## TASK TO CARRY OUT:
Exactly reproduce each record listed below.

Coordinate annotation entries
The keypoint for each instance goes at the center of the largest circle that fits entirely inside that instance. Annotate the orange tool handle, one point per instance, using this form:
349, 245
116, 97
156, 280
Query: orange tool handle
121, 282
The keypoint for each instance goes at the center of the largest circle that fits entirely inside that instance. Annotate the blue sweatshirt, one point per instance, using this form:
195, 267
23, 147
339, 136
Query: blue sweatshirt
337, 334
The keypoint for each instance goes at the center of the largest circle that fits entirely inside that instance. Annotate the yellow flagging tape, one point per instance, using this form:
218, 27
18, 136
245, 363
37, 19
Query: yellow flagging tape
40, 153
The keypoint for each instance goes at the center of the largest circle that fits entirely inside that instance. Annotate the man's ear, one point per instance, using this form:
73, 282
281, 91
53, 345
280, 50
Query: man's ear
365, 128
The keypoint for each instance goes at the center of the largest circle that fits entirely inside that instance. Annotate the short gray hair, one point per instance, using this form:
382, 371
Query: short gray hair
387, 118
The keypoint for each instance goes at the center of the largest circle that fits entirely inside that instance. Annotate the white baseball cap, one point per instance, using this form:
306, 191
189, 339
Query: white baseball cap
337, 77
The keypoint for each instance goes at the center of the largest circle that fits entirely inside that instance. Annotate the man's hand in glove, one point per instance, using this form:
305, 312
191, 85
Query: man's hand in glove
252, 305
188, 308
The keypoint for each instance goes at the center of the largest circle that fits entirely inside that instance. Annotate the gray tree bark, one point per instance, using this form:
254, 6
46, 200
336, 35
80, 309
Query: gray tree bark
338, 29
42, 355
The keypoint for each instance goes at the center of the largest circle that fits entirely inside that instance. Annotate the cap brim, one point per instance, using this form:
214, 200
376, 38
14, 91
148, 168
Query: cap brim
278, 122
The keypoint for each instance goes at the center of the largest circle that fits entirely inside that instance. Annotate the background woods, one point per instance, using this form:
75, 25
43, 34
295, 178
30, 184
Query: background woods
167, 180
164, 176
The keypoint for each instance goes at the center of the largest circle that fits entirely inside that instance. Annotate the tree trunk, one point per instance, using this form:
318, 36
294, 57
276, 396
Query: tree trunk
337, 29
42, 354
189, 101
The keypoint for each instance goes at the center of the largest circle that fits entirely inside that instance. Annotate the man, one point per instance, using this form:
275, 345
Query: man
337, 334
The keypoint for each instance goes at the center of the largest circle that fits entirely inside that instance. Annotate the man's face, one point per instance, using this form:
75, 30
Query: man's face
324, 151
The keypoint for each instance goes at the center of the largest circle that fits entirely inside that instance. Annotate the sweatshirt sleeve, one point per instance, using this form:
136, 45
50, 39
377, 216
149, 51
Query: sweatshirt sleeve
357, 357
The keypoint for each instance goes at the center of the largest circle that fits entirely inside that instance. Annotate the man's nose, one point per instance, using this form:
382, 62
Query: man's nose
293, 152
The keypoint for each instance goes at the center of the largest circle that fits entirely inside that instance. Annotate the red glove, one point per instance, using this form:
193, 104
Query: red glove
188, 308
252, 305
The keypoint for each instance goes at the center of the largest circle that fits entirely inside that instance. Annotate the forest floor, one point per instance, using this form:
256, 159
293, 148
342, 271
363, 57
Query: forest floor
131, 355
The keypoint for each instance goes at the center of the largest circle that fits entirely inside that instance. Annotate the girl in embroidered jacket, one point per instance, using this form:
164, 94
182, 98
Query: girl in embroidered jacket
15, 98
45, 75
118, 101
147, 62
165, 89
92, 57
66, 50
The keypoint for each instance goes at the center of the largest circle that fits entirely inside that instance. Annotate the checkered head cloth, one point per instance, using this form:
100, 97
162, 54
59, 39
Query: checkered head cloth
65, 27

## FULL SOLUTION:
The keypoint for each instance goes at the center of the largest circle that fits entirely inside that instance. Annotate the orange tool handle, one point per instance, using this form:
349, 245
116, 97
156, 280
Query: orange tool handle
121, 282
The keypoint for each instance goes at the center of the largest circle that fits entirely inside that instance. Annotate the blue sweatshirt, one point per instance, using this form:
195, 267
23, 147
339, 136
Query: blue sweatshirt
337, 334
The keypoint for each instance goes at the center of the largest circle that fits entirely inside that instance. Annotate the yellow flagging tape, one point per instance, using this form:
218, 27
18, 136
245, 363
37, 19
Query: yellow flagging tape
40, 153
The keypoint for each instance goes at the center of the largest circle that fits entirely inside that instance. Annotate the man's ear, one point per instance, using this form:
73, 282
281, 91
53, 345
280, 50
Query: man's ear
365, 128
The keypoint for each instance goes at the center of the largest circle that fits entirely inside that instance. Annotate the short gray hair, one point per instance, using this form:
382, 371
Query: short gray hair
387, 118
The keypoint for each instance goes at the center of the largest circle that fits entirely inside that instance. Annotate the white baseball cap, one point per instance, using this form:
306, 191
189, 339
Query: white baseball cap
337, 77
The keypoint for each instance goes at the center of the largest circle that fits entirely inside that instance. Annotate the man's hand in glove, one point per instance, using this form:
305, 312
191, 85
Query: man's hand in glove
252, 305
188, 308
The keypoint for each instance goes at the center of the largest circle that fits entirely inside that instance. Annotate the gray tree bark, one point per instance, using this form:
254, 6
46, 200
336, 35
80, 309
Query: gray tree bark
338, 29
42, 355
The keypoint for each instance goes at the center of the largest circle that fits entirely inside that instance. Annotate the cap brim, one point per instance, using this form:
214, 200
376, 38
14, 91
148, 168
Query: cap brim
278, 122
The keypoint for each instance goes at the center of the largest circle that fits entirely inside that instance. Annotate the background woods, one point per instance, using this form:
75, 25
43, 34
295, 178
30, 184
Query: background woods
167, 180
164, 176
The keypoint for each instance goes at the center of the largest circle that fits entirely inside that instance. Annotate the tree trunk, one point per instance, using this form:
318, 36
294, 57
276, 396
Query: tree trunk
337, 29
42, 354
189, 101
The keypoint for each instance goes at the center of the largest circle that fits entirely inside that instance. Annotate the man, one point per instance, using this form:
275, 345
Query: man
337, 334
The keypoint for each instance goes at the center of the largest circle that fits entirely inside that instance. Annotate the man's face, one point per instance, using this form:
75, 30
Query: man's face
324, 151
The keypoint for each instance goes at the center of the largest circle that fits entirely inside that instance. Annotate the sweatshirt sleeve, one point per instance, using this form:
136, 45
50, 39
377, 216
149, 51
Query: sweatshirt sleeve
357, 357
The keypoint for each instance goes at the center of the largest circle that fits entirely inside that instance. Annotate the man's nose, one point per instance, using this form:
382, 62
Query: man's nose
293, 152
The keypoint for each instance goes at the center of the largest circle that fits entirely inside that instance. Annotate the red glove, one point per instance, using this form:
193, 104
Query: red glove
188, 308
252, 305
The keypoint for each instance goes at the center of the largest circle that fits entirely inside that instance. Annotate the forest floor, one point per instance, using this form:
256, 159
293, 148
342, 271
363, 57
Query: forest floor
131, 355
The keypoint for each instance goes at the center of the largest circle that fits entirely inside that instance. Annotate the girl in embroidered jacket, one point per instance, using this form:
164, 94
182, 98
Query: girl in embroidered jacket
15, 98
45, 75
118, 101
147, 62
165, 89
92, 57
66, 50
The keypoint for each instance goes at the center of the largest circle that fits entirely inside that instance. Annotate the checkered head cloth, one point per instance, using this form:
100, 97
162, 54
59, 39
Query: checkered head cloth
65, 27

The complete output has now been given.